» Trecho do documento
================================

E fomos para Roraima. O caminho foi um dos mais legais que havíamos passado até entao, atravessando floresta fechada, motoristas nao muito acostumados com o conceito de ultrapassagens seguras e coisas do tipo. Demos carona pra um fiscal do posto de fiscalizaçao da polícia até seu sitiozinho e, como recompensa, ganhamos um galao de três litros de água de côco lá do sítio mesmo. É o karma, diriam os Dadas.

Logo depois, ao entardecer, atravessamos a reserva indígena Waimiri-Atroari, na divisa dos estados de Amazonas e Roraima. A floresta, cerrada, chegava a engolir uma das pistas, e as copas das árvores eram tao densas que quase cobriam toda a estrada. Só ali foi cair a ficha que realmente estávamos na floresta amazônica; logo apagamos as luzes do carro, encostamos num canto da estrada, escutamos os barulhos que vinham do mato e vimos o escuro da floresta por baixo do céu estrelado.

================================

» Dados disponíveis
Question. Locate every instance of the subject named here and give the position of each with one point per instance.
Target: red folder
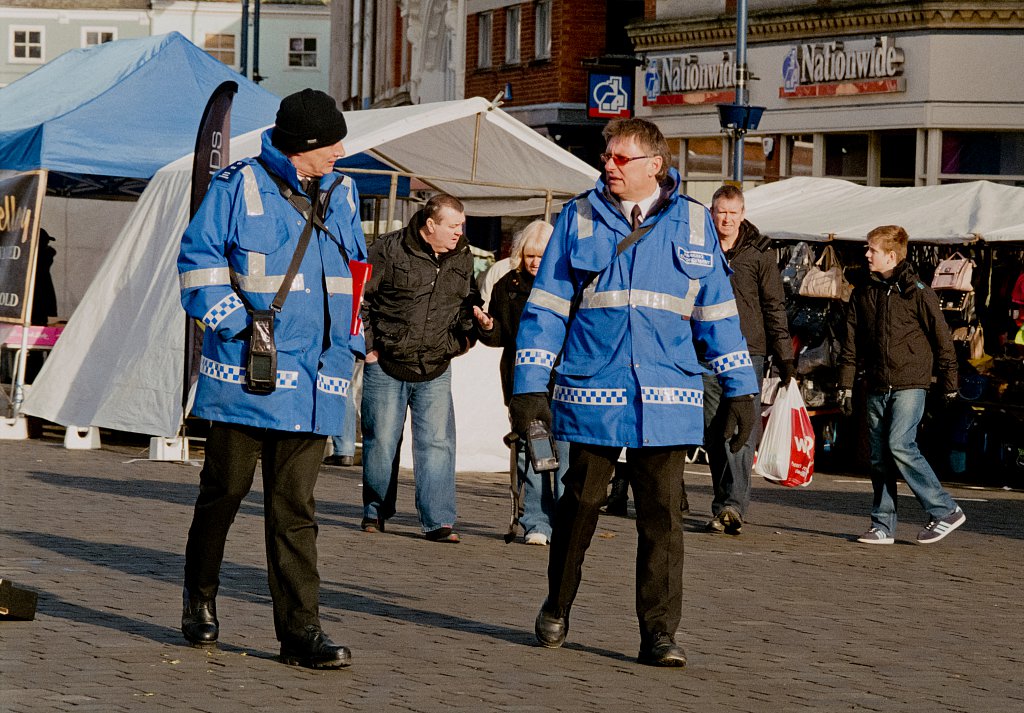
(360, 276)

================================

» Instruções da tarefa
Cite, do relato da viagem a Roraima, o trecho que vai de "E fomos para" até "diriam os Dadas.".

» Resultado da tarefa
E fomos para Roraima. O caminho foi um dos mais legais que havíamos passado até entao, atravessando floresta fechada, motoristas nao muito acostumados com o conceito de ultrapassagens seguras e coisas do tipo. Demos carona pra um fiscal do posto de fiscalizaçao da polícia até seu sitiozinho e, como recompensa, ganhamos um galao de três litros de água de côco lá do sítio mesmo. É o karma, diriam os Dadas.